(Image point grounding data)

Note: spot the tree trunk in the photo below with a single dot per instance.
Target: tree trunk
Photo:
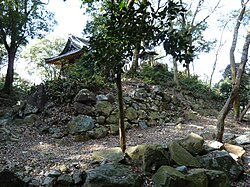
(188, 70)
(236, 107)
(175, 67)
(236, 104)
(135, 62)
(122, 133)
(244, 112)
(223, 113)
(8, 85)
(235, 90)
(221, 44)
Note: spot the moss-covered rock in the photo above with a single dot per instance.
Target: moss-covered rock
(103, 108)
(149, 157)
(222, 161)
(167, 176)
(181, 156)
(112, 175)
(131, 114)
(193, 143)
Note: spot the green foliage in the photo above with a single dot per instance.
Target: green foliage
(35, 54)
(158, 75)
(21, 87)
(21, 20)
(225, 85)
(24, 19)
(80, 75)
(198, 88)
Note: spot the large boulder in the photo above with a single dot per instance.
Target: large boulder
(103, 108)
(149, 157)
(235, 151)
(10, 179)
(112, 175)
(181, 156)
(193, 143)
(81, 123)
(206, 178)
(109, 154)
(131, 114)
(140, 94)
(217, 178)
(167, 176)
(243, 139)
(81, 108)
(36, 101)
(222, 161)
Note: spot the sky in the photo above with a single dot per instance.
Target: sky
(71, 20)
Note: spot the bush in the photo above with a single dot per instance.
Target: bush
(65, 89)
(159, 75)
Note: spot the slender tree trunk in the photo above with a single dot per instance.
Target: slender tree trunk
(188, 70)
(235, 90)
(8, 85)
(221, 44)
(122, 133)
(175, 68)
(223, 114)
(236, 104)
(236, 107)
(244, 112)
(135, 62)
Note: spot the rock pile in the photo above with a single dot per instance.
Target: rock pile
(187, 162)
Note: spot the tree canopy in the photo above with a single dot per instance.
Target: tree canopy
(21, 20)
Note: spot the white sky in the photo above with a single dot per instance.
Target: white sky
(71, 20)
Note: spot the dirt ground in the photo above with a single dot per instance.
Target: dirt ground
(38, 153)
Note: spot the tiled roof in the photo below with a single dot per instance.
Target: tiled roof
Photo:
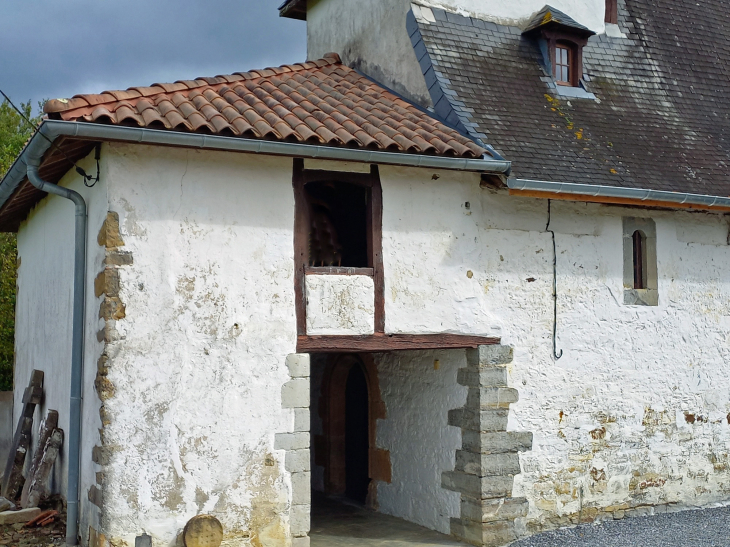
(318, 102)
(661, 120)
(550, 16)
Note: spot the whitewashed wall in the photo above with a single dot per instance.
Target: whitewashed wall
(340, 304)
(44, 313)
(418, 389)
(200, 360)
(610, 415)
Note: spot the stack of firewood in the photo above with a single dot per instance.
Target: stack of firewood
(29, 490)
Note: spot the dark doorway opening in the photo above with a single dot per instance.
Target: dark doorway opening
(356, 435)
(338, 230)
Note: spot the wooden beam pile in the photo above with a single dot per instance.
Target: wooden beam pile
(33, 487)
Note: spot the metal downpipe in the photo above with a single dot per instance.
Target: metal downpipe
(77, 349)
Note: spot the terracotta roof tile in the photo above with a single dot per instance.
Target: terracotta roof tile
(320, 102)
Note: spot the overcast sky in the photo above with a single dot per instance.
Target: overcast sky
(58, 48)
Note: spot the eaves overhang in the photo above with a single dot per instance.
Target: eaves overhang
(615, 195)
(51, 130)
(294, 9)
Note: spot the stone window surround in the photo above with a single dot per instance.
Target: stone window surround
(650, 295)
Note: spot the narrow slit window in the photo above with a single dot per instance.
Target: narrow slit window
(338, 226)
(563, 61)
(639, 241)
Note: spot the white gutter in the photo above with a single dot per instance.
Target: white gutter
(52, 129)
(635, 194)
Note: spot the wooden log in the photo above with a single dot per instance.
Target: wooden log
(13, 475)
(39, 489)
(48, 425)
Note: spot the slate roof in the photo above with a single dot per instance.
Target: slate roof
(318, 102)
(661, 120)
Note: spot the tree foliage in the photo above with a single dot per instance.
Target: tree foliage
(14, 132)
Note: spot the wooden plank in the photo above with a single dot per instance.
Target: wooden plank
(13, 475)
(376, 210)
(390, 342)
(39, 488)
(301, 245)
(48, 425)
(337, 270)
(316, 175)
(615, 201)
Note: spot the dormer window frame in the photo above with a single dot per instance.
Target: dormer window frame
(560, 39)
(611, 12)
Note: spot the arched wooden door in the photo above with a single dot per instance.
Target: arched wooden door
(352, 405)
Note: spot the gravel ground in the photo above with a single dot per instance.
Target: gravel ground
(702, 528)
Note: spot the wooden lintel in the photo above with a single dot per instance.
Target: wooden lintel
(390, 342)
(616, 201)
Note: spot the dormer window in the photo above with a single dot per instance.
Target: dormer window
(561, 41)
(563, 65)
(611, 12)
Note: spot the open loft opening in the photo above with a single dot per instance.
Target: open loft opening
(338, 226)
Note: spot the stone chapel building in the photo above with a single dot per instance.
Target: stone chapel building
(470, 271)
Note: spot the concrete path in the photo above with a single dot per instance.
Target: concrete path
(703, 528)
(335, 524)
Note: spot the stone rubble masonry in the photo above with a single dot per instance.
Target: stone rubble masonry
(489, 456)
(17, 517)
(107, 285)
(295, 396)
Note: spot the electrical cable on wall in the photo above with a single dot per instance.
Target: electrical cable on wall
(556, 355)
(87, 178)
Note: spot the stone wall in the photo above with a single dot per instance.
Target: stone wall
(489, 456)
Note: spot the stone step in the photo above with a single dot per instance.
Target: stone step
(485, 465)
(494, 534)
(494, 509)
(492, 419)
(477, 487)
(496, 442)
(486, 356)
(491, 397)
(487, 377)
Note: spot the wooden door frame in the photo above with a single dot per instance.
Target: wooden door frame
(370, 180)
(333, 406)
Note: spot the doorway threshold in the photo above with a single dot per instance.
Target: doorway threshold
(338, 523)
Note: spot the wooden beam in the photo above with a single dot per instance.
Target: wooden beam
(615, 201)
(13, 476)
(390, 342)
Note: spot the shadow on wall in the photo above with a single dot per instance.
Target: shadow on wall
(6, 424)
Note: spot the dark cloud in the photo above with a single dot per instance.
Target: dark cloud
(58, 48)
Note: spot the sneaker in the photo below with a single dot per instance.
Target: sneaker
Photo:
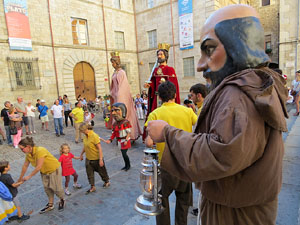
(61, 205)
(47, 208)
(23, 217)
(106, 184)
(195, 212)
(67, 192)
(77, 185)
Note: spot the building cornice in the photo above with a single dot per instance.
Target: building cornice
(155, 7)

→ Exercise goal:
The answer must match the entries above line for line, with the pictures dropped.

→ Exercise response:
Note: spot the tree trunk in the photo below with a single dot per instance.
Target: tree trunk
Photo:
(188, 70)
(236, 107)
(175, 67)
(236, 104)
(135, 62)
(122, 133)
(244, 112)
(223, 113)
(8, 85)
(235, 90)
(221, 44)
Note: spot the moss-covered rock in the photo above with a single dot per instance.
Target: moss-covered rock
(103, 108)
(149, 157)
(222, 161)
(167, 176)
(181, 156)
(112, 175)
(131, 114)
(193, 143)
Note: spot the green foliage in the photo above with a single dot per instance.
Target: green foliage
(35, 54)
(158, 75)
(21, 87)
(21, 20)
(225, 85)
(24, 19)
(80, 75)
(198, 88)
Note: spot the large boulder in the photo above with a single dot per instance.
Target: large boulder
(103, 108)
(149, 157)
(235, 151)
(10, 179)
(112, 175)
(181, 156)
(193, 143)
(81, 123)
(206, 178)
(109, 154)
(131, 114)
(140, 94)
(217, 178)
(167, 176)
(243, 139)
(81, 108)
(36, 101)
(222, 161)
Note: spot the sky in the photo above with a single dot per instance.
Target: sky
(71, 20)
Note: spot the bush in the photo above with a single dot per instance.
Target: bush
(65, 89)
(159, 75)
Note: spot the slender tree trunk in the photo above with a single dot per instance.
Target: slender tree trunk
(188, 70)
(235, 90)
(8, 85)
(221, 44)
(122, 133)
(175, 68)
(223, 114)
(236, 104)
(236, 107)
(244, 112)
(135, 62)
Note: spot the rock pile in the photo above with a single dot per instance.
Target: rock pile
(187, 162)
Note: spot the tree canopy in the photo above with a single dot per instance.
Target: tree canopy
(21, 20)
Note: spot the white sky in the photo above with a single dot per instance.
Target: white sky
(71, 20)
Note: spot the dirt ground in the photo above with a single dot per instance.
Target: dirt ground
(38, 153)
Note: spot the tiled roof in the photo below with a single dot per instance.
Target: tiled roof
Photo:
(318, 102)
(661, 120)
(550, 16)
Note: spot the whitewashed wall in the photo above with a single dot per instance.
Target: whitewashed wall
(340, 304)
(44, 313)
(418, 389)
(200, 360)
(610, 415)
Note: spot the stack of firewood in the photo above with a single dot per instance.
Target: stack of firewood
(29, 490)
Note: spot the dark doorway opening in the photo above with a single dot per instance.
Target: dark doorway opening
(356, 435)
(338, 230)
Note: spot the wooden beam pile in the photo above with a single dot per instance.
Target: wooden beam pile
(33, 487)
Note: spot the metal downpipe in the photo above with a single dot per instance.
Target: metal downpipe
(77, 349)
Note: spot the terracotta roof tile in the photo above with a single dot per instance.
Target: terracotta roof tile
(320, 102)
Note: spot the overcast sky in the photo above with a single dot per instance.
Target: overcast sky
(58, 48)
Note: spot the eaves overhang in the photo above with a single dot per instance.
Target: eaves overhang
(615, 195)
(51, 130)
(294, 9)
Note: spot the stone window surround in the photo above with a single dot per instance.
Target: stone window surround
(650, 295)
Note: spot the narrow slit window in the photo above with a single dot per instance.
Target: narrow slit window
(338, 226)
(563, 61)
(639, 241)
Note: spot the white gutter in the photo above with a single dot per instance.
Target: white gutter
(52, 129)
(635, 194)
Note: spot the wooden log in the photo above with a single dot per instance.
Target: wooden log
(13, 475)
(39, 489)
(48, 425)
Note: spot the slate roof in the photo above with a single dot per instance.
Target: slate roof
(318, 102)
(661, 120)
Note: spot the tree foliage in the photo above with a single dot per instance.
Target: tree foliage
(14, 132)
Note: spot the wooden plank in the photo above with a single dot per instance.
Target: wooden plank
(13, 475)
(376, 210)
(390, 342)
(39, 488)
(301, 245)
(48, 425)
(337, 270)
(316, 175)
(615, 201)
Note: spot the dormer window frame in the photo above with a single dot per instance.
Target: dormer window frame
(560, 39)
(611, 12)
Note: spot the arched wooden door in the photo above with a single dot per instance.
Target: arched wooden door
(352, 405)
Note: spot the gravel ground in the photo above with a single dot per instance.
Target: gravel ground
(702, 528)
Note: spot the wooden lintel in the photo above with a single dot per instance.
Target: wooden lintel
(390, 342)
(616, 201)
Note: spot the dormer window in the photo above with a single dot per instance.
Target: dormer window
(561, 41)
(563, 65)
(611, 12)
Note: spot the open loft opening in the photo above with a single dot per instance.
Target: open loft opening
(338, 226)
Note: spot the stone chapel building in the photo above with a single dot per instance.
Target: stone chapel building
(470, 271)
Note: spot the concrete path in the photo above with a single dot per instance.
Target: concrete path
(703, 528)
(335, 524)
Note: spot the stone rubble masonry in the photo above with a single dot per instance.
Target: stone rubble masonry
(489, 456)
(17, 517)
(107, 285)
(295, 396)
Note: spot the electrical cable on wall in the photo above with a single dot per instance.
Target: electrical cable on wall
(556, 355)
(87, 178)
Note: spot the stone wall in the photo above with a single dot per instance.
Target: stone wall
(489, 456)
Note: spot the stone step in the photo above with a single dot per instance.
Target: stone step
(485, 465)
(494, 534)
(494, 509)
(492, 419)
(477, 487)
(496, 442)
(486, 356)
(491, 397)
(487, 377)
Note: spot the wooden door frame in the photo above with a single dot per instance.
Target: wooden door frame
(370, 180)
(333, 406)
Note: spot the doorway threshold in the photo above with a single dot per instance.
Target: doorway threshold
(338, 523)
Note: spot the wooden beam in the photo above with a single dot per instance.
Target: wooden beam
(615, 201)
(13, 476)
(390, 342)
Note: spot the shadow on wall in the photo above with a single dot per instance.
Target: shadow on wall
(6, 424)
Note: spot the dark cloud in the photo above with a single dot per instance.
Target: dark cloud
(58, 48)
Note: spot the sneaker in the photo below with a single dot per instance.
Target: sneaker
Photo:
(61, 205)
(47, 208)
(23, 217)
(106, 184)
(195, 212)
(67, 192)
(77, 185)
Note: spot the building cornice in the photo above with a single dot per instance.
Target: building cornice
(155, 7)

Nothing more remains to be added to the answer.